▶ Task requirements
Please quote every one of the records below word for word, keeping each line unchanged and in its original order.

BEGIN Provided material

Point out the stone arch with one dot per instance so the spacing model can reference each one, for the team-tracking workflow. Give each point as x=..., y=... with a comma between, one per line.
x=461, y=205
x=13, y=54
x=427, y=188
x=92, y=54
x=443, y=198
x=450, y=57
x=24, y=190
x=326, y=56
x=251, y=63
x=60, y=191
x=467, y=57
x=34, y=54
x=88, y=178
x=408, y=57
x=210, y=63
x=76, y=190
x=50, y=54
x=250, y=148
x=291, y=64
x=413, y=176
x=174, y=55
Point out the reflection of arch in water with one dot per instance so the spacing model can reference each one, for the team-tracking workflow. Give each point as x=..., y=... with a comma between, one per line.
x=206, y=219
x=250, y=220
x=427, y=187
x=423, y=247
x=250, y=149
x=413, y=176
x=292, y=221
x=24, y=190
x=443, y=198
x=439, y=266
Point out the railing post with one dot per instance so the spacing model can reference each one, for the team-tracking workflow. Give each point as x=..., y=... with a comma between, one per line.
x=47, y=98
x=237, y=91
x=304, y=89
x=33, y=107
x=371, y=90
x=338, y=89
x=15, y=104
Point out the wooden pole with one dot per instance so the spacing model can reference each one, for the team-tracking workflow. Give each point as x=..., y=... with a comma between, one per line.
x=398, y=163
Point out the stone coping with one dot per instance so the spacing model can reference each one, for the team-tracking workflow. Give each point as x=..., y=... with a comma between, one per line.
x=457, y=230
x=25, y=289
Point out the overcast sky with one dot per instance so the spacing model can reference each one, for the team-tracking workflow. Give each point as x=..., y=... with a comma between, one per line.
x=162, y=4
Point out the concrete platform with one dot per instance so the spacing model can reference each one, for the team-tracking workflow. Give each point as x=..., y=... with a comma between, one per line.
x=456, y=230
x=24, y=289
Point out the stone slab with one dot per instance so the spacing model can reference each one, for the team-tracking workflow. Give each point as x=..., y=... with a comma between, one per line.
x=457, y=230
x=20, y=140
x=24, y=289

END Provided material

▶ Output of the exercise
Point out the stone arch with one dot per instance so the spacing model can reference each one, for the team-tracking workflow. Give each point as x=..., y=... with a comma between, one per line.
x=461, y=205
x=13, y=54
x=427, y=188
x=92, y=54
x=443, y=198
x=450, y=57
x=24, y=190
x=326, y=56
x=251, y=63
x=60, y=191
x=467, y=57
x=34, y=54
x=88, y=178
x=408, y=57
x=210, y=63
x=76, y=190
x=50, y=54
x=250, y=148
x=291, y=64
x=413, y=176
x=174, y=55
Point out the reflection of arch in water with one dot per instance so the spacing model can reference each one, for the team-tracking workflow. Give each point as x=..., y=... with a comma between, one per line.
x=206, y=219
x=250, y=220
x=427, y=187
x=423, y=247
x=250, y=149
x=413, y=176
x=292, y=221
x=24, y=190
x=443, y=198
x=439, y=266
Point out the railing post with one dot per instance so the spacing model can reference each one, for the team-tracking workflow. Give each point as x=..., y=... with a comma between, one per line.
x=47, y=98
x=237, y=91
x=304, y=89
x=33, y=107
x=371, y=90
x=338, y=89
x=15, y=104
Point out the wooden pole with one dot per instance so the spacing model can reference each one, for the team-tracking workflow. Give each point as x=..., y=... with a comma between, one per line.
x=398, y=163
Point out the stone coping with one dot per instance so the spacing model can reference each one, for the team-tracking workflow. Give each point as x=..., y=... with a comma between, one per line.
x=457, y=230
x=25, y=289
Point out the overcast sky with one dot per instance so the spacing model can reference each one, for the team-tracking workflow. Give each point as x=..., y=... with a comma between, one per line.
x=162, y=4
Point out the concrete platform with one dot per instance so the spacing model can reference each one, for the team-tracking workflow. Give each point as x=..., y=... with a comma between, one per line.
x=456, y=230
x=24, y=289
Point out the stone slab with one dot per instance so the spacing model can reference each one, for the team-tracking workflow. Give each point as x=..., y=... with a comma between, one per line.
x=457, y=230
x=20, y=140
x=24, y=289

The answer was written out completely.